EXERCISE GOAL
Search the material below for lines containing the string "tailgate", and copy every one you find.

EXERCISE INPUT

*** Block opens ***

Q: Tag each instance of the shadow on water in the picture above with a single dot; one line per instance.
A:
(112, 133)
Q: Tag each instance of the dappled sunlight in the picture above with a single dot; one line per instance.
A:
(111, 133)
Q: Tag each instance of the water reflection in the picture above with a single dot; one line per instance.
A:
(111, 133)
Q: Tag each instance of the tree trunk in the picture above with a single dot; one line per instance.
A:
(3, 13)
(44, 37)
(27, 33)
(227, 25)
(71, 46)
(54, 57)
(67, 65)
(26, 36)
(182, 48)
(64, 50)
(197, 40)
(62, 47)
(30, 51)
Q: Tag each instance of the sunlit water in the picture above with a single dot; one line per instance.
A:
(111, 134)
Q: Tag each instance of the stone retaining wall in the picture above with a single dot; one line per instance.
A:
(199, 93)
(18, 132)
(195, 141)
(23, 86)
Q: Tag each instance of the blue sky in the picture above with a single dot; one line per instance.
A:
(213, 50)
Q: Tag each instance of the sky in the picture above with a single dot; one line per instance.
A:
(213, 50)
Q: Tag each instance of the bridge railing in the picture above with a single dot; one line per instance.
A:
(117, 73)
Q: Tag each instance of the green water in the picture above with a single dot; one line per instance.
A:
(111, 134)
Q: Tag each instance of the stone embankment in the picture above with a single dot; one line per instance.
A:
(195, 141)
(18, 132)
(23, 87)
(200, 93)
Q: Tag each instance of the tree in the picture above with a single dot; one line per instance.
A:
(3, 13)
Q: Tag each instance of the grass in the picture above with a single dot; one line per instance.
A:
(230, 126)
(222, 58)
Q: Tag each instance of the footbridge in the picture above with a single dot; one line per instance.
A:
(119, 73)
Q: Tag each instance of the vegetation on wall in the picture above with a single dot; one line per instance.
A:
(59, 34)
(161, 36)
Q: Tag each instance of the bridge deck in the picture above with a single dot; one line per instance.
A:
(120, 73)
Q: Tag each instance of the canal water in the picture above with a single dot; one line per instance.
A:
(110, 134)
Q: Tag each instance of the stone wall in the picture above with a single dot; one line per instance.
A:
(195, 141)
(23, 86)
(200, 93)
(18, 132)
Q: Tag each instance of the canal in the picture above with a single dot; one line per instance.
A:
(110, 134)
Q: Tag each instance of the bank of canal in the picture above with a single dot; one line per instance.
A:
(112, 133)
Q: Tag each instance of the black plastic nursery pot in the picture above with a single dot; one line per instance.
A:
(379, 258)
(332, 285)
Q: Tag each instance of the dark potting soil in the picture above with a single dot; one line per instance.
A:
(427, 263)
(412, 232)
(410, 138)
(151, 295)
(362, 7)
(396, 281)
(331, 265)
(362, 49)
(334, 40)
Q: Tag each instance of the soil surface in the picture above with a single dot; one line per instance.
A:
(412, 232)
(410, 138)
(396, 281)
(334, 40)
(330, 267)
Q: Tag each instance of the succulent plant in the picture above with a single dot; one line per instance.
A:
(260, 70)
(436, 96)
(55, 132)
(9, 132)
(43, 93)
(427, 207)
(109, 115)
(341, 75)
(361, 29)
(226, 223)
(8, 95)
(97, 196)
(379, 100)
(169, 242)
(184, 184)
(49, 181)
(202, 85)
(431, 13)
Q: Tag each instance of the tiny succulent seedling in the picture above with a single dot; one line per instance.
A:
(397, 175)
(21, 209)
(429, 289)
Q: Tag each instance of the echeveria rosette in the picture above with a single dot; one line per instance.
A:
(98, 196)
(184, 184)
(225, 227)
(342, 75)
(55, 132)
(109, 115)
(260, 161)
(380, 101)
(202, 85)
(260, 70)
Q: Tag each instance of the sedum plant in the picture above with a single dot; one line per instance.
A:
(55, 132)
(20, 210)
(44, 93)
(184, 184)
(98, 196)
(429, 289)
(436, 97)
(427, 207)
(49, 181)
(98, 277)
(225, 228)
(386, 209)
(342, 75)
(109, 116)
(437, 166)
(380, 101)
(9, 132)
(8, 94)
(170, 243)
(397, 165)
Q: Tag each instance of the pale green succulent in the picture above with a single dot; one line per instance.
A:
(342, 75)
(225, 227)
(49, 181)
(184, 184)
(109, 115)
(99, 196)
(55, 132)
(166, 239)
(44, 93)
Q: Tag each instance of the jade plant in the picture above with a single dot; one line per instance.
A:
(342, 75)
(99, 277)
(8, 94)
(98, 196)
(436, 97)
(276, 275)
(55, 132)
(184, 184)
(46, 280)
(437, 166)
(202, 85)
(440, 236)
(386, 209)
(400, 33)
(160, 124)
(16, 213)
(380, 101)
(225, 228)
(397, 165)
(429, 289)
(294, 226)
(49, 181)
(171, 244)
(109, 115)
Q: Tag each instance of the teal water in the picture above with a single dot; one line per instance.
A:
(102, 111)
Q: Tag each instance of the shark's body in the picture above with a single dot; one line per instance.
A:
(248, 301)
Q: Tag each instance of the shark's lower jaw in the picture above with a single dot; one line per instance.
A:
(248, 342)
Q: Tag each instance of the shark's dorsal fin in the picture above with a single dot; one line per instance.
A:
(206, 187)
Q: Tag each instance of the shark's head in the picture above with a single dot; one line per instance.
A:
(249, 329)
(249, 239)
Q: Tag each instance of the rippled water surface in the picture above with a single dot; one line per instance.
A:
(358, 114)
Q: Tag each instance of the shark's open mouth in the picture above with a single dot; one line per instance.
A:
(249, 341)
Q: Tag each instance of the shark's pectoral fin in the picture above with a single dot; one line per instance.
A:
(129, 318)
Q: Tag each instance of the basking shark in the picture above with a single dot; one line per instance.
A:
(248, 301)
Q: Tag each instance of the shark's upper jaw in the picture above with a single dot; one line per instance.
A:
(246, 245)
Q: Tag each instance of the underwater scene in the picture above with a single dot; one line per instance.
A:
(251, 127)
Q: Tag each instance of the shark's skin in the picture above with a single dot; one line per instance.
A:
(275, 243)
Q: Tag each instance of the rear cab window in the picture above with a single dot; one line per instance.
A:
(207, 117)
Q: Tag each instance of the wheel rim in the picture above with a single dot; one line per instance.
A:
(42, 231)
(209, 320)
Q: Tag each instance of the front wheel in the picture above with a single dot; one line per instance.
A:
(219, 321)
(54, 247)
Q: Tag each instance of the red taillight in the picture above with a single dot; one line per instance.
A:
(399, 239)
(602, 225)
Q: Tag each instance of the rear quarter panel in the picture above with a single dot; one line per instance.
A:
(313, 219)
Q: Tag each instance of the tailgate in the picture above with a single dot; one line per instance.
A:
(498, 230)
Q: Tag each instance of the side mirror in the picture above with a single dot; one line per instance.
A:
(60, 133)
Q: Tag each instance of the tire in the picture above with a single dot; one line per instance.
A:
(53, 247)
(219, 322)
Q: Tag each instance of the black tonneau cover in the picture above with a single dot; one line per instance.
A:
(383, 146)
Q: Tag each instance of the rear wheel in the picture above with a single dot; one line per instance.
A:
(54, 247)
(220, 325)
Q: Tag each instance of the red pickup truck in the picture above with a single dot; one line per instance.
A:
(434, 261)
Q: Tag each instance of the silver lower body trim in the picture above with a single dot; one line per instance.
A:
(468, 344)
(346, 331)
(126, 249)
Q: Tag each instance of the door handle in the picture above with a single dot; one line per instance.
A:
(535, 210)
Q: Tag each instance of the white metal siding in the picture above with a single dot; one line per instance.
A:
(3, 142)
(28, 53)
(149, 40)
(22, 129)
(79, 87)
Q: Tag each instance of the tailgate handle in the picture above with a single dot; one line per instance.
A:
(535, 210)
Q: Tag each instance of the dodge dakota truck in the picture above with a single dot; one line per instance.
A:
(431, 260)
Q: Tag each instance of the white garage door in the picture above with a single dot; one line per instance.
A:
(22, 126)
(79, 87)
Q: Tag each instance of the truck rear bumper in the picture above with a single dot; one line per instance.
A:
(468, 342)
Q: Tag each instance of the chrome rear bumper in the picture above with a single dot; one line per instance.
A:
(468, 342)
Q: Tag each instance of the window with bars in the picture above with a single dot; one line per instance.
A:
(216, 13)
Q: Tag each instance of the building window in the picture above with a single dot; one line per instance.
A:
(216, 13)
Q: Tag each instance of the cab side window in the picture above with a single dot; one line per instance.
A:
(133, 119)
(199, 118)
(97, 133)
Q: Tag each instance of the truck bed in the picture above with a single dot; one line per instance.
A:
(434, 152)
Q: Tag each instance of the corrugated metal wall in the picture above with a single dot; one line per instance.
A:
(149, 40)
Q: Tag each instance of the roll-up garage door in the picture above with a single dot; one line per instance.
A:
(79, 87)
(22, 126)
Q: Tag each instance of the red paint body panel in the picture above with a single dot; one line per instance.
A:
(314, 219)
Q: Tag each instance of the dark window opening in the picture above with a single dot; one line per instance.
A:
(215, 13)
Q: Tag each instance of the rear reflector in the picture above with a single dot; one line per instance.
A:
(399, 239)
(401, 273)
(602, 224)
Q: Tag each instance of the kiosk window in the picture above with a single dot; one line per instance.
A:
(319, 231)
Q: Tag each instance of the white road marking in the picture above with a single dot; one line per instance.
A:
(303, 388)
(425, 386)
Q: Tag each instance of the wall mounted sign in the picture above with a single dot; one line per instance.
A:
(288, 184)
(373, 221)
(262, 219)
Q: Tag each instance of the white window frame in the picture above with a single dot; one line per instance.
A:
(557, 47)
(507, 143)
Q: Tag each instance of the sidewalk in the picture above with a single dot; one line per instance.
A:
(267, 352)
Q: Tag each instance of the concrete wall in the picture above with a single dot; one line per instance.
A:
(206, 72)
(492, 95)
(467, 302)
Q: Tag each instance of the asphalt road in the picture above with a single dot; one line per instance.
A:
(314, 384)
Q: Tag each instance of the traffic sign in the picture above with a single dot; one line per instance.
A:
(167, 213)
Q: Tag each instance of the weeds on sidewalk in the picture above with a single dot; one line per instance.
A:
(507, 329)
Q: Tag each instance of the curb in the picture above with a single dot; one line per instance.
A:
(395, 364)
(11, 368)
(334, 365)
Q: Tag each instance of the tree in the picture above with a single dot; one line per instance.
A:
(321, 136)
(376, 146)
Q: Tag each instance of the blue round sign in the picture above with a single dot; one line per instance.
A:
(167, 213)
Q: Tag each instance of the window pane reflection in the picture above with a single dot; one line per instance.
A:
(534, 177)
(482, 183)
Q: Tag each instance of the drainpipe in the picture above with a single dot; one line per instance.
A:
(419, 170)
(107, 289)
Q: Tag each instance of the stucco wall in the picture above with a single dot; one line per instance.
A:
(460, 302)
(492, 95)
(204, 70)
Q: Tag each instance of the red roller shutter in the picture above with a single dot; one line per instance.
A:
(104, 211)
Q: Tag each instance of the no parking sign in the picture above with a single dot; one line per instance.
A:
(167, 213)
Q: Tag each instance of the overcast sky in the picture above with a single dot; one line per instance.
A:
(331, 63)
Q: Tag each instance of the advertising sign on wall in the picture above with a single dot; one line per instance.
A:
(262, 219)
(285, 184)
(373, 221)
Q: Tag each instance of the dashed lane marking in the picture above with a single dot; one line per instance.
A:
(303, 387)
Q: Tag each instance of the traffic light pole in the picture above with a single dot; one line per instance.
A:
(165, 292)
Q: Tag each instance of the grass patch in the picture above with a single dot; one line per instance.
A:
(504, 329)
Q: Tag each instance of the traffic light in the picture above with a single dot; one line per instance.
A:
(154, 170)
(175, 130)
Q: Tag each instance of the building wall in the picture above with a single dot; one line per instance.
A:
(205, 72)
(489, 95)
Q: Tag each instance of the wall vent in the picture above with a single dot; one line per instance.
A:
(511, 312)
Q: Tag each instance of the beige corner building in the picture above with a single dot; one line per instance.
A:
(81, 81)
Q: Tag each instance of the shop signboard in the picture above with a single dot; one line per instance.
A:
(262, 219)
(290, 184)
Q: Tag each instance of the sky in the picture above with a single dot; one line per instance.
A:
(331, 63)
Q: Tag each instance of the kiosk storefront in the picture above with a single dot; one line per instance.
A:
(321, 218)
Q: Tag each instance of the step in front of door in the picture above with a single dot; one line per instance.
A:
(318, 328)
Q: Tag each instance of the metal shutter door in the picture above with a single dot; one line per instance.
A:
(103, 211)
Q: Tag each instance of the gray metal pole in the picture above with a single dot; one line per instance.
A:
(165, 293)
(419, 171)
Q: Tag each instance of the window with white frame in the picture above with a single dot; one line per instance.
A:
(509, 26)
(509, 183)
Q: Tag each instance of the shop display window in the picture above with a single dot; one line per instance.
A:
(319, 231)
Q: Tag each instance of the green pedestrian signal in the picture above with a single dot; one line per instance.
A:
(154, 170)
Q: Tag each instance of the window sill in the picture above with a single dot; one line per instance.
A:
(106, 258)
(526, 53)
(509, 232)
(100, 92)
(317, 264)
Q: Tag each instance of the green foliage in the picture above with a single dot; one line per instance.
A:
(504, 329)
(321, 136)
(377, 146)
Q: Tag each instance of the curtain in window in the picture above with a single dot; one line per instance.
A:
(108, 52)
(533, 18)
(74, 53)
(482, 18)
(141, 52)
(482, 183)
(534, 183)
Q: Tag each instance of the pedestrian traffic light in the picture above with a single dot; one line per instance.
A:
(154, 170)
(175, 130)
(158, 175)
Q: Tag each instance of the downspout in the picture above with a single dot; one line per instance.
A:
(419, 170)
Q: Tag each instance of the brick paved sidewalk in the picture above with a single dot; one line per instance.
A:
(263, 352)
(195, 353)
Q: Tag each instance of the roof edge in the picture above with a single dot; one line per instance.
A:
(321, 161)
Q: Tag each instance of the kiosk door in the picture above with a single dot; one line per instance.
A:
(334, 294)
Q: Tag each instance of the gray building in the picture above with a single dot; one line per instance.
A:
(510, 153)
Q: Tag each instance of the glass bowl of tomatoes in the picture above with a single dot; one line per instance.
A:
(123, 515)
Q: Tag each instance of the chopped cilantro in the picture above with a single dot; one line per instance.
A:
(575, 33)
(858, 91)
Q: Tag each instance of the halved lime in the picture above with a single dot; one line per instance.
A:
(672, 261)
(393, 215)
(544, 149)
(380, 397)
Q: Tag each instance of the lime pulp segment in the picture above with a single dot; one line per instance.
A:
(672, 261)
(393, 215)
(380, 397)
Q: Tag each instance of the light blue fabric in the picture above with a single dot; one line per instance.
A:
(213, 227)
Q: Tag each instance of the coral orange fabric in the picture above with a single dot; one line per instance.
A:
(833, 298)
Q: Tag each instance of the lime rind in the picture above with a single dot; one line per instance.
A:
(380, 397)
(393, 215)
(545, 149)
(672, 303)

*** Block closes ***

ANSWER BELOW
Q: Tag each instance of the tailgate in the picture above with a single dot; one line per instance.
Q: Tag each instance of the tailgate handle in the picture above with a single dot; one line per instance.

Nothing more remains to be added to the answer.